--- BEGIN Excerpted passage ---
I had such high hopes for the Advent Calendar. This was going to be the year that I Got It Together in time for Christmas, The Making of the Calendar the first of many daily Christmas-related activities I hoped to accomplish. When the kit arrived (all the reviews cheering in my head how Simple! Quick! Easy! and Fun! this was going to be), its precut adhesive-backed components ready to be affixed to the pocket-lined Christmas tree, we cleared the table. The four-year-old immediately took over, carefully studying the accompanying diagram and applying the brightly colored felt pieces exactly as the example showed. For an hour, I felt the blessed peace of unhurried being, as he worked and I admired his focus.
Then, he was ready to move on to something else, and we set the materials aside to finish later. He pulled the whole assembly out several times over the next two days, each time for shorter sessions, and each time, leaving ever-increasing piles of felt stickers and scraps in his wake.
I tried to ignore the voice in my head: if you were a better mom, you wouldn’t let him leave messes like this. If you were more organized, this would be done already. You should be more in control of this project. Despite my attempts to counter argue, recognizing it as my own anxiety rearing its head, I nevertheless became more stressed with each day that we weren’t Finished-With-The-Calendar-So-We-Can-Celebrate-Advent! We were into the second row of pockets by now, each passing day a reminder that I so didn’t Have it Together. Behind again.
--- END Excerpted passage ---
--- BEGIN Data section ---
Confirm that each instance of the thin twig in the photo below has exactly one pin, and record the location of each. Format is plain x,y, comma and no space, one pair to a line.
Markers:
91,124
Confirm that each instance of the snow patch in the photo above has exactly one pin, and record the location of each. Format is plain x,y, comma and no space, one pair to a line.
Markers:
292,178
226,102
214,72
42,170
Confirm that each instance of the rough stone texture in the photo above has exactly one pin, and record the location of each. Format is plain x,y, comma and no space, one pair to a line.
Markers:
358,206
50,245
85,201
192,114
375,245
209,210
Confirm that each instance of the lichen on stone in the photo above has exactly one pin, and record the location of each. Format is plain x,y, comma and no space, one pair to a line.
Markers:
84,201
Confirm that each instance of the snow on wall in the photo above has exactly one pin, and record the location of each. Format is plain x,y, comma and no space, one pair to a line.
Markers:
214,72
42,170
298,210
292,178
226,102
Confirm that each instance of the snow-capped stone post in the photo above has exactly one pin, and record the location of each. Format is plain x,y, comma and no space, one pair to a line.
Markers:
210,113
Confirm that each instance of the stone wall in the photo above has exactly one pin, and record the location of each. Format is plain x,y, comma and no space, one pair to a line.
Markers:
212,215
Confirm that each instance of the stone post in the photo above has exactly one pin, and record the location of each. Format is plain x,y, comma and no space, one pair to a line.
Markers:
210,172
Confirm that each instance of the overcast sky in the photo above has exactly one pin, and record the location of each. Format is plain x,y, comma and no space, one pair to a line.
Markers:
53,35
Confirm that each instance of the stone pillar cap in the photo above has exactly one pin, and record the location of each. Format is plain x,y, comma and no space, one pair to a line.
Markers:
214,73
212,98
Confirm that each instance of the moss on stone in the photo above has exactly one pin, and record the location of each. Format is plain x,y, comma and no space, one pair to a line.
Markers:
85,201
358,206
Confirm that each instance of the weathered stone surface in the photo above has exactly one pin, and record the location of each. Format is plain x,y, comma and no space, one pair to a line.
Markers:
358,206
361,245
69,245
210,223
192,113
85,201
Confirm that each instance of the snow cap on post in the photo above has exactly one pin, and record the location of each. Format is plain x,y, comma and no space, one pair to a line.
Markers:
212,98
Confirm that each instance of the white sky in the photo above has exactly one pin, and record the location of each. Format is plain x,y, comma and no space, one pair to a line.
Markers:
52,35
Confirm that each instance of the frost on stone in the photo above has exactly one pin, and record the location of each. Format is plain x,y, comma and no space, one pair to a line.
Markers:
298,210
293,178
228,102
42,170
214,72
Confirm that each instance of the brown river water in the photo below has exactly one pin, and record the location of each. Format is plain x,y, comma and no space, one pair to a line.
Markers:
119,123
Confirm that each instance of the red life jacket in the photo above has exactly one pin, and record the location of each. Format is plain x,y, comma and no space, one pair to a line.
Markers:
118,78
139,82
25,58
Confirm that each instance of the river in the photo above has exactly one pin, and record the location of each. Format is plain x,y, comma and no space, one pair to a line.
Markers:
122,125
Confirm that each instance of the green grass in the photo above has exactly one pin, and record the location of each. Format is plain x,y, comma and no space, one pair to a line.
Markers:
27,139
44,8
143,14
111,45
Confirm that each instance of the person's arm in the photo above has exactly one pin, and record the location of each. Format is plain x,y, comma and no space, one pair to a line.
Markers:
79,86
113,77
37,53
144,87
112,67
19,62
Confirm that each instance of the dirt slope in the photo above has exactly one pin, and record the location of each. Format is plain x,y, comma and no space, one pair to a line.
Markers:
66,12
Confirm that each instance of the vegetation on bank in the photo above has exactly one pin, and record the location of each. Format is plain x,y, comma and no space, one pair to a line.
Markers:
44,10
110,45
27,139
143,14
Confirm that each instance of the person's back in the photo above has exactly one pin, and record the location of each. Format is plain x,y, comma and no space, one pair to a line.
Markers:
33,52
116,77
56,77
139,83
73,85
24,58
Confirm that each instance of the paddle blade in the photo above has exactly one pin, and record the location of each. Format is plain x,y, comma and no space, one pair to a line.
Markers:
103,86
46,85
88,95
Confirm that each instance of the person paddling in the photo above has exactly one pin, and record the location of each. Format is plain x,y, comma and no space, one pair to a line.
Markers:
--- END Data section ---
◆ Required task ◆
In the passage about making the Advent calendar, how long did the four-year-old work on it the first time?

◆ Result of this task ◆
For an hour.